* Begin *

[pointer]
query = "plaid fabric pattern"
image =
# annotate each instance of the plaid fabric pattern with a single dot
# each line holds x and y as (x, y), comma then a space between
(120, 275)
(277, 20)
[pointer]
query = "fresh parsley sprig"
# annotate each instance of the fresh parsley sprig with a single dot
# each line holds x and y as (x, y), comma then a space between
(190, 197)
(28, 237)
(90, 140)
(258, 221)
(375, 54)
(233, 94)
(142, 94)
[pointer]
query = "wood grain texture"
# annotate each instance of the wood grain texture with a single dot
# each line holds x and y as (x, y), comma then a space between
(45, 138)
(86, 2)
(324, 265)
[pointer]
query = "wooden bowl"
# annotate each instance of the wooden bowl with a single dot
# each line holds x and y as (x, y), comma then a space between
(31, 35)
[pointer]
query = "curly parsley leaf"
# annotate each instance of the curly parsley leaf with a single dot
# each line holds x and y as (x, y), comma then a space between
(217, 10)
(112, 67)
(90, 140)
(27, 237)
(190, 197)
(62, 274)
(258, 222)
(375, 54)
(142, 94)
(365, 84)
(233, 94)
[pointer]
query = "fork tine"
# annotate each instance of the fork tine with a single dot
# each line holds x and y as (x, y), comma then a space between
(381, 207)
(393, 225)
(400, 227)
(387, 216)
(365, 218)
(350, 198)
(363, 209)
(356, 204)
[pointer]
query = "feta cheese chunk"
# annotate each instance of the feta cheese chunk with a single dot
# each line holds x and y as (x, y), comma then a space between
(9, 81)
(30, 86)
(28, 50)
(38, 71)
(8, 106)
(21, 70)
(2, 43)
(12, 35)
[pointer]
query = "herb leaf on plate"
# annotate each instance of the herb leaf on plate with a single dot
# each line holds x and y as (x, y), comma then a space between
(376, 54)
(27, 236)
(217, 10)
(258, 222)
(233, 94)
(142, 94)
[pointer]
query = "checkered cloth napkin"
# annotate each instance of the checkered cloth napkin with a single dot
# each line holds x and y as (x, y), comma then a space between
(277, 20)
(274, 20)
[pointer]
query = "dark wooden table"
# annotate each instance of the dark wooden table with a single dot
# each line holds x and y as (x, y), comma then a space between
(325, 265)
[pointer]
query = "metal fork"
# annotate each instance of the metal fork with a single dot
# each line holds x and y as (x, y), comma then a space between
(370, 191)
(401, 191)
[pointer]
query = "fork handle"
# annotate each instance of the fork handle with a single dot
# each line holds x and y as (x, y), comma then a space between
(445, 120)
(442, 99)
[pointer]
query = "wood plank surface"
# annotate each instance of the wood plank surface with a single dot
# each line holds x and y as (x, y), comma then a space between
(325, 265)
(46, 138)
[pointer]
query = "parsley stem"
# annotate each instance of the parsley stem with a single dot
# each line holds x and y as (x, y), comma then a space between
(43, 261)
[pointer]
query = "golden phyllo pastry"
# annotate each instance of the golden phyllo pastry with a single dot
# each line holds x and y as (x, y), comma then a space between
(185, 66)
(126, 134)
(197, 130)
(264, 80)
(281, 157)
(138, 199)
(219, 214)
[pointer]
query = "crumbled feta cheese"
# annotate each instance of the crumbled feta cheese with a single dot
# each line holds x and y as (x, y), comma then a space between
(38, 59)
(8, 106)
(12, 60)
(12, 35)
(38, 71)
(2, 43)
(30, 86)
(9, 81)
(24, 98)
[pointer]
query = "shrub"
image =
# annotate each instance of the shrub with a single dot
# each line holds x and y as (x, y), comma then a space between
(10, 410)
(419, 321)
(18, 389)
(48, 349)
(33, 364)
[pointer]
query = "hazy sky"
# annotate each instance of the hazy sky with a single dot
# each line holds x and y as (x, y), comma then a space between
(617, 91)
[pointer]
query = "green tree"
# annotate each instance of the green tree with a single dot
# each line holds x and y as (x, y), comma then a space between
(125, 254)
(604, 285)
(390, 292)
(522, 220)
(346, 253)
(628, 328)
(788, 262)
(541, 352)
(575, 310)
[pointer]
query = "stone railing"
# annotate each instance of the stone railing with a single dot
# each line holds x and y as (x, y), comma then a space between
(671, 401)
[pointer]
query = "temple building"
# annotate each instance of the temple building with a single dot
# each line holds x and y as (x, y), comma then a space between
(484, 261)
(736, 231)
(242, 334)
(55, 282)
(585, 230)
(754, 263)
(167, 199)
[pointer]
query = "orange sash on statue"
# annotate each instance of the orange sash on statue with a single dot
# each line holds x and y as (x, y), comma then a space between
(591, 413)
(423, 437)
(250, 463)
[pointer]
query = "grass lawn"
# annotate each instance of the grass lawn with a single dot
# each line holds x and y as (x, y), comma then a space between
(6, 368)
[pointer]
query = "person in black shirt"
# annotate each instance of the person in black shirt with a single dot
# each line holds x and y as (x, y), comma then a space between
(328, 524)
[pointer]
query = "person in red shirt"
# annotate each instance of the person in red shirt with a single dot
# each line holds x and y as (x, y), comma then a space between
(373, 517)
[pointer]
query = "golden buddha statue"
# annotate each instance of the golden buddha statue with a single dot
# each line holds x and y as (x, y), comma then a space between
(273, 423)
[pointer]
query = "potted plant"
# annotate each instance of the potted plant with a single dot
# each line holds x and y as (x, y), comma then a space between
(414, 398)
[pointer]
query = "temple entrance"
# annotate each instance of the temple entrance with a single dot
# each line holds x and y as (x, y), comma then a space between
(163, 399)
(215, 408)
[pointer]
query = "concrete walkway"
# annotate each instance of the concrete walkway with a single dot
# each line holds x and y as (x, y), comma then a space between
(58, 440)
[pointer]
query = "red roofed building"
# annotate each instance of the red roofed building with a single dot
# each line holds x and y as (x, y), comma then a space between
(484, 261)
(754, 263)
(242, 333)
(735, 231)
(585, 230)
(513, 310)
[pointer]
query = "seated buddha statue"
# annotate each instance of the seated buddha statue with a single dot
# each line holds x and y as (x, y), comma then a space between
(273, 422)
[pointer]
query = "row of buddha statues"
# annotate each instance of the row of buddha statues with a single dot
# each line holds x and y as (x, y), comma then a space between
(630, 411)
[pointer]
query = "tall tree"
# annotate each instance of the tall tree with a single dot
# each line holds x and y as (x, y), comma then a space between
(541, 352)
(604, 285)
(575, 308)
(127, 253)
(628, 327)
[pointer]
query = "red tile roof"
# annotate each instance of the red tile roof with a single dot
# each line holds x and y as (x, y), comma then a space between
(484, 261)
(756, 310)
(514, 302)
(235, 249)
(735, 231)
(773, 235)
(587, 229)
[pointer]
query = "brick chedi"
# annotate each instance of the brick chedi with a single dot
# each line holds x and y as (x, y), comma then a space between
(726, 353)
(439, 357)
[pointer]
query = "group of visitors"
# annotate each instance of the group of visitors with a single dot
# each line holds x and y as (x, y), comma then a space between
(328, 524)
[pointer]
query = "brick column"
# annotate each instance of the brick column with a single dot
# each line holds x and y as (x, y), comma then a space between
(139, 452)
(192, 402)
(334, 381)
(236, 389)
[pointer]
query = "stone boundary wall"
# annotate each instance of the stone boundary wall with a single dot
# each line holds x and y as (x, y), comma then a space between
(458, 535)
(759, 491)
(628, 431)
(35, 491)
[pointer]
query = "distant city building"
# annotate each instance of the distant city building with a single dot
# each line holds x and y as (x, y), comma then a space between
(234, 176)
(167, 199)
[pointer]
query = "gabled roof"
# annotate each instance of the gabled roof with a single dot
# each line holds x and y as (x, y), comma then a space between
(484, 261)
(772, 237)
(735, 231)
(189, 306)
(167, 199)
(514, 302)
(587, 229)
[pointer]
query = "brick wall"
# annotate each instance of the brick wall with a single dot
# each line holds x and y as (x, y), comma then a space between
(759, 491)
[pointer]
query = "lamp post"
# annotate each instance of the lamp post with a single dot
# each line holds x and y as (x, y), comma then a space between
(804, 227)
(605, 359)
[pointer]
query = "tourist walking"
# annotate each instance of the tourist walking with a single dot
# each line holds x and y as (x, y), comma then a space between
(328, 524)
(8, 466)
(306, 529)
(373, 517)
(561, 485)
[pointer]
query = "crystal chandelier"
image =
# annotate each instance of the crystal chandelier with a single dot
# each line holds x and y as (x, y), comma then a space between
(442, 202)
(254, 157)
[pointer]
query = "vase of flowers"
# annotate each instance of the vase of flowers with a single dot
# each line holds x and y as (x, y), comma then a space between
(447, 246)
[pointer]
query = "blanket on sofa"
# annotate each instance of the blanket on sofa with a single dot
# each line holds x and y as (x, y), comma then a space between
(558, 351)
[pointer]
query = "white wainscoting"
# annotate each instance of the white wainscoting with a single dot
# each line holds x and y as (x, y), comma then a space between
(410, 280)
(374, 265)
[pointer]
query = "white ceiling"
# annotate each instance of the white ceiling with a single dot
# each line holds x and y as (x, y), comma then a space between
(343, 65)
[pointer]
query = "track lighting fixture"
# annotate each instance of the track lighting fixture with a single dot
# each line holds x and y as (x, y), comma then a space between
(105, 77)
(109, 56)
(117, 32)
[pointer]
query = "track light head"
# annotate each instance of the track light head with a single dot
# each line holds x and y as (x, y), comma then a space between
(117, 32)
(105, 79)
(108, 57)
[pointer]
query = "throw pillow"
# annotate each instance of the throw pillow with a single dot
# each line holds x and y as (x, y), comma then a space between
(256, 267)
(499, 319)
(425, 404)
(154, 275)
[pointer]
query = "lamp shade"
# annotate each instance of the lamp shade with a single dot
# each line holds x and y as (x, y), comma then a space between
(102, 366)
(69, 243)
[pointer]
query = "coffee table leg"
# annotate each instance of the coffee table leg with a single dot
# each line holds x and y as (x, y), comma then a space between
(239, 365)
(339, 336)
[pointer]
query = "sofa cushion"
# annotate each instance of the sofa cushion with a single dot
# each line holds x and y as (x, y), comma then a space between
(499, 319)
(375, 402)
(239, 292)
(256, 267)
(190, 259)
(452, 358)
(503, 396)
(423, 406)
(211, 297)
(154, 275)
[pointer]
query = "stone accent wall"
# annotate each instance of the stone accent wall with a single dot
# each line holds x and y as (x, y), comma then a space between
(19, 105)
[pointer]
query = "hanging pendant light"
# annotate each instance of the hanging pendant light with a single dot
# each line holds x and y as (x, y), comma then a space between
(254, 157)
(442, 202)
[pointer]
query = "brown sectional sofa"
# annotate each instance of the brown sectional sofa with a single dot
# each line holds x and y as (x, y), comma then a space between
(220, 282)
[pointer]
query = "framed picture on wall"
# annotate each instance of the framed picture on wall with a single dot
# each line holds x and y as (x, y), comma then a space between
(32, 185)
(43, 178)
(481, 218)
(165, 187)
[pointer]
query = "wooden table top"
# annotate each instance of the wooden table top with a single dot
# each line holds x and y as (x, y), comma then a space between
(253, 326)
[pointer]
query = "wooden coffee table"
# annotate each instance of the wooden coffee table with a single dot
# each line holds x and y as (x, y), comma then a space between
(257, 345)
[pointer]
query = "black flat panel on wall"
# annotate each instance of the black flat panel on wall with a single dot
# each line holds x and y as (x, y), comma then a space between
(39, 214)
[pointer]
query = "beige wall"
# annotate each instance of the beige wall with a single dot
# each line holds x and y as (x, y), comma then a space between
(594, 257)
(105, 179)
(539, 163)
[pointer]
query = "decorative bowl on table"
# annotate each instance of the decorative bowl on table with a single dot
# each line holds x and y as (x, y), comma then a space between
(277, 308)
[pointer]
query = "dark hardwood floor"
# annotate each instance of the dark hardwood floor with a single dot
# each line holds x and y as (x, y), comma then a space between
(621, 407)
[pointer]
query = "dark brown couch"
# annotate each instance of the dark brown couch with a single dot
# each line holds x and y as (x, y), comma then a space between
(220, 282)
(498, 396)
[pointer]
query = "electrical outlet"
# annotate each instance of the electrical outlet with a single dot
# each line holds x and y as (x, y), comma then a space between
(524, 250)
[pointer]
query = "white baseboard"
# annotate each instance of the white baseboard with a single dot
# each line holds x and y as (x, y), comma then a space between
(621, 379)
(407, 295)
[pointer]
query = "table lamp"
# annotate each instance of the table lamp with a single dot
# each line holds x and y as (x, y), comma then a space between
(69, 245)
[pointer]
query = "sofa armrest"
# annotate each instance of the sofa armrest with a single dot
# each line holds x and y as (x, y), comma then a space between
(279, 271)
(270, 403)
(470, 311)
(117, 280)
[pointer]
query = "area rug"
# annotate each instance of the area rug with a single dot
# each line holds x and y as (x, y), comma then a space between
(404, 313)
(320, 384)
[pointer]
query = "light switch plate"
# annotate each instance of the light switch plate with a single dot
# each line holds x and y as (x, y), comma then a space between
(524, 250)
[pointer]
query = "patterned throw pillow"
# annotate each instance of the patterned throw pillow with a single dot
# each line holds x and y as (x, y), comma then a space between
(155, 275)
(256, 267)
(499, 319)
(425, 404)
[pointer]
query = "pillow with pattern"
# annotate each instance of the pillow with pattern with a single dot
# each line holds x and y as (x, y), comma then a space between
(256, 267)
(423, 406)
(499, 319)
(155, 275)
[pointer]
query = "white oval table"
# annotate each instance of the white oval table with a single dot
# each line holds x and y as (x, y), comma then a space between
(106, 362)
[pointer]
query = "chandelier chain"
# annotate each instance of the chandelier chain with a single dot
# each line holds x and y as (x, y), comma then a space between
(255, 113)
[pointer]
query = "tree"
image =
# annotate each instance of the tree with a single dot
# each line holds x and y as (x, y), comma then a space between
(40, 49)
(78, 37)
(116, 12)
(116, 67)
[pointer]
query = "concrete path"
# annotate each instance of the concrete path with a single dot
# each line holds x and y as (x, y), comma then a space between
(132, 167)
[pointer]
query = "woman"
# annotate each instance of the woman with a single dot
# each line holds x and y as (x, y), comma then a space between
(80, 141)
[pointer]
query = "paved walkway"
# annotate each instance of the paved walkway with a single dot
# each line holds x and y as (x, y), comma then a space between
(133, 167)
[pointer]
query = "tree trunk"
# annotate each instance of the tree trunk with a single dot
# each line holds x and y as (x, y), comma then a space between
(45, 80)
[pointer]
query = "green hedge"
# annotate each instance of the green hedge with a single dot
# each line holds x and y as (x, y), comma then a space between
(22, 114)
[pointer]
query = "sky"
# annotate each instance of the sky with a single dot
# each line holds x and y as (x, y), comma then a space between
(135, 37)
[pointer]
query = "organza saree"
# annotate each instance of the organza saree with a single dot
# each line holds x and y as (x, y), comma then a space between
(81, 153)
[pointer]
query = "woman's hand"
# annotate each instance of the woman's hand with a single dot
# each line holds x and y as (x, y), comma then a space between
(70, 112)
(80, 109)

* End *

- **WHAT YOU HAVE TO DO**: Show each line of the material that contains the string "decorative", treating uppercase and lowercase as different.

- **SOLUTION BELOW**:
query = "decorative bowl on table"
# annotate each instance of the decorative bowl on table with a single dot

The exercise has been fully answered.